[Complete the following]
#1 Reproduce part of the passage on ultrasonic cleaning frequencies, beginning at the words that contain "25 kHz: The" and stopping after "types of jobs.".
#2 Pick up the passage on ultrasonic cleaning frequencies after its last sentence and continue writing it.

[Passage]
== Segment start ==
Piezoelectric Transducer Parts Assembled

When it comes to ultrasonic power generation, the frequency these transducers generate determines their effectiveness for any given application.

With lower frequencies, fewer cavitation bubbles are produced, but the bubbles are greater in both size and the energy released at implosion. This increases the likelihood of physical damage to items being cleaned. Softer metals like aluminum and brass may show what is called “cavitation burning.” Likewise, higher frequencies generate more bubbles that are smaller in size and offer a lower level of energy and gentler cleaning action.

It’s important to note that when generating an ultrasonic frequency of 25 kHz, ultrasonic units must contain a matching generator that can stand up to that mass requirement of the transducer. When frequencies between 40 and 170 kHz are required, many companies will use the same transducer along with a generator designed for the specific frequency output required for the application.

25 kHz: The Heavy Weight Boxer

A 25 kHz generator is used with larger mass items, such has a large cast iron block used for injection molding, a massive steel cutting tool or large stainless steel plates. It works best when the contaminant is on the surface of the item and requires a little more punch to remove it. This frequency also works well for removing baked on materials and is often found on plating lines for pre-treatment prior to the plating process. Larger tanks often are retrofitted with 25 kHz systems for these types of jobs.

40 kHz: The Workhorse

The vast majority of ultrasonic cleaning applications require the mid-sized cavitation bubbles created by a 40 kHz generator. Approximately 90 percent of all ultrasonic cleaning applications can be addressed at this frequency. It has enough power to shake contaminants loose but is small enough to penetrate closer to the substrate. This frequency works best when items have many through-holes and/or complicated blind holes that are difficult to reach using the larger cavitation bubbles generated at lower frequencies.

Typical applications of 40 kHz generators include carburetor cleaning, removing oils and metal chips from general machine shop applications, soot removal from items damaged in fires, cleaning of ceramics used in the high technology fields, removal of biological contaminants from surgical tools and many more.
== Segment end ==
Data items
== Segment start ==
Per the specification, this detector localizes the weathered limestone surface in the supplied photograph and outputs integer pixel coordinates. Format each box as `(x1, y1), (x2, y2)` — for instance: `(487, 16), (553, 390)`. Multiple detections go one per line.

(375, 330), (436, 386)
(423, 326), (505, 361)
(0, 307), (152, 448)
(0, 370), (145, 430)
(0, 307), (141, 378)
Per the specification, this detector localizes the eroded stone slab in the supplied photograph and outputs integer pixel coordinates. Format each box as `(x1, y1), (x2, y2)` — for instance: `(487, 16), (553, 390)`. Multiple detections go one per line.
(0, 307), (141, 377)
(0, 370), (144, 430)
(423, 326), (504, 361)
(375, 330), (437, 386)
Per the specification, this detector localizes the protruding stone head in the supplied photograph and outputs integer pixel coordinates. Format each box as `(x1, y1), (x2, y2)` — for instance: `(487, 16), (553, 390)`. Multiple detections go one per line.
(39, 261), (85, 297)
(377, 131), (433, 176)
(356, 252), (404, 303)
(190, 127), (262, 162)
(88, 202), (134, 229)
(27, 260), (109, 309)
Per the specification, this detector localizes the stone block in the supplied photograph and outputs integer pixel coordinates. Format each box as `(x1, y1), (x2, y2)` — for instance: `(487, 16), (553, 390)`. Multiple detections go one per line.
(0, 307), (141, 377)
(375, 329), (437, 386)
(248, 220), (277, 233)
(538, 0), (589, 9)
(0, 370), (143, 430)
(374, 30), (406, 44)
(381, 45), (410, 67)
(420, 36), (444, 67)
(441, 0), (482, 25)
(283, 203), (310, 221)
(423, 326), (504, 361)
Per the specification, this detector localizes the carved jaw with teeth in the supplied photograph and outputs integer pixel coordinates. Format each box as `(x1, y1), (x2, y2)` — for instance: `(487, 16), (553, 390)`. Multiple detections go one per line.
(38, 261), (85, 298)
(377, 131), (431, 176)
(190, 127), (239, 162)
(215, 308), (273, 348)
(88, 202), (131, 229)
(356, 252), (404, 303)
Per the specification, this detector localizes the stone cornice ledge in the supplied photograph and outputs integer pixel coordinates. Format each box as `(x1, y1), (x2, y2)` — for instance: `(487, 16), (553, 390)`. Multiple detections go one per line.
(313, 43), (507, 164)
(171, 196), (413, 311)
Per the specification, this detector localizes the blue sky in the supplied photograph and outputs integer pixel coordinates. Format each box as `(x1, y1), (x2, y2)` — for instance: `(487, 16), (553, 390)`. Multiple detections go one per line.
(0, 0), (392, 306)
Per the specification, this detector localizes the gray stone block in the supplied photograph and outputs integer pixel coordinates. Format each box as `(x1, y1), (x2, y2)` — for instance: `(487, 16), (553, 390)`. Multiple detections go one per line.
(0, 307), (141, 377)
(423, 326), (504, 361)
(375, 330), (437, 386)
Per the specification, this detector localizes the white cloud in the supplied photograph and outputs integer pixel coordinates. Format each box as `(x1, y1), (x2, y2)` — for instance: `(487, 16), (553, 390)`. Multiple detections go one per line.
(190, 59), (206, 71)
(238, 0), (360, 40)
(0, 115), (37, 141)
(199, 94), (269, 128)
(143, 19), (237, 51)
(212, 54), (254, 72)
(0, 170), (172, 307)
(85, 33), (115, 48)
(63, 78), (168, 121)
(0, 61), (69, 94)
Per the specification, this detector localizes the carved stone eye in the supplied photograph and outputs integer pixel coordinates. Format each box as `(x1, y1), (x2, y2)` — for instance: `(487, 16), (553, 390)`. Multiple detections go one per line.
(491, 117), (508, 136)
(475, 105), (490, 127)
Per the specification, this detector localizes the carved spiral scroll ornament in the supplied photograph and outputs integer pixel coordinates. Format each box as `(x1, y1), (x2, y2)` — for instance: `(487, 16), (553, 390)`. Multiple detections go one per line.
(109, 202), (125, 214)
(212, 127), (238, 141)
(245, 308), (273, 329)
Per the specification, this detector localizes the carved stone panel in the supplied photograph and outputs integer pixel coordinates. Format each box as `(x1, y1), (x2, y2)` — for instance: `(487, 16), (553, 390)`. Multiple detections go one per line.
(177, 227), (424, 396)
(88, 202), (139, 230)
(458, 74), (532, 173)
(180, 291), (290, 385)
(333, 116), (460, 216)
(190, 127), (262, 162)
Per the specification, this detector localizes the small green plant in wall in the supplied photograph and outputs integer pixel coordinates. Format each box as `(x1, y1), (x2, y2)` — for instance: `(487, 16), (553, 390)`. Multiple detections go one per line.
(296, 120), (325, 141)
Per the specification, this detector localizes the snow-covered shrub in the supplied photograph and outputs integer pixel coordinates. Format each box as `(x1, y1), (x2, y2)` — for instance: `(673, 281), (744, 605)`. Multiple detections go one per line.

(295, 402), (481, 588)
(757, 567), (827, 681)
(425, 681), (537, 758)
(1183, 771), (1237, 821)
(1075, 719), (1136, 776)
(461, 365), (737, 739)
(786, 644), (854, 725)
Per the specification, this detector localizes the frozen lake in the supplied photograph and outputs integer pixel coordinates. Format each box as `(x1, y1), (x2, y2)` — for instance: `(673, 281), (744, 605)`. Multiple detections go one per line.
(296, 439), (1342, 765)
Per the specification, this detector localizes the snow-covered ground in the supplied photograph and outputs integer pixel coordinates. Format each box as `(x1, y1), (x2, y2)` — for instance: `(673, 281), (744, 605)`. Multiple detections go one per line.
== Segment end ==
[Replies]
#1
25 kHz: The Heavy Weight Boxer

A 25 kHz generator is used with larger mass items, such has a large cast iron block used for injection molding, a massive steel cutting tool or large stainless steel plates. It works best when the contaminant is on the surface of the item and requires a little more punch to remove it. This frequency also works well for removing baked on materials and is often found on plating lines for pre-treatment prior to the plating process. Larger tanks often are retrofitted with 25 kHz systems for these types of jobs.

#2
68/132/170 kHz: The Gentle Touch

Higher frequency generators are more rare, only accounting for approximately 5 percent of the ultrasonic cleaning market. These generators offer ultra-fine gentle cleaning, including removal of micron and submicron particles, and cleaning applications that require cavitation bubbles to implode closer to the substrates being cleaned. Common applications are found in the medical and optical industries, but also in semiconductor wafer fabrication, production electronics, fine instrumentation and computer memory components.

1,000 kHz (1 MHz): Megasonics

When using frequencies of 1 MHz (1 million cycles per second) or higher, ultrasonic technology becomes megasonic technology. The energy is created using the same type of generator, just at a much higher frequency. The resulting cavitation is gentler and more controlled; only the side of the part facing the cleaning unit’s transducer is affected. This reduces or eliminates cavitation erosion and the risk of surface damage to the item being cleaned. Megasonic generators can be used when cleaning semiconductor wafers and industrial parts, but most frequently they are used when preparing silicon medical implants.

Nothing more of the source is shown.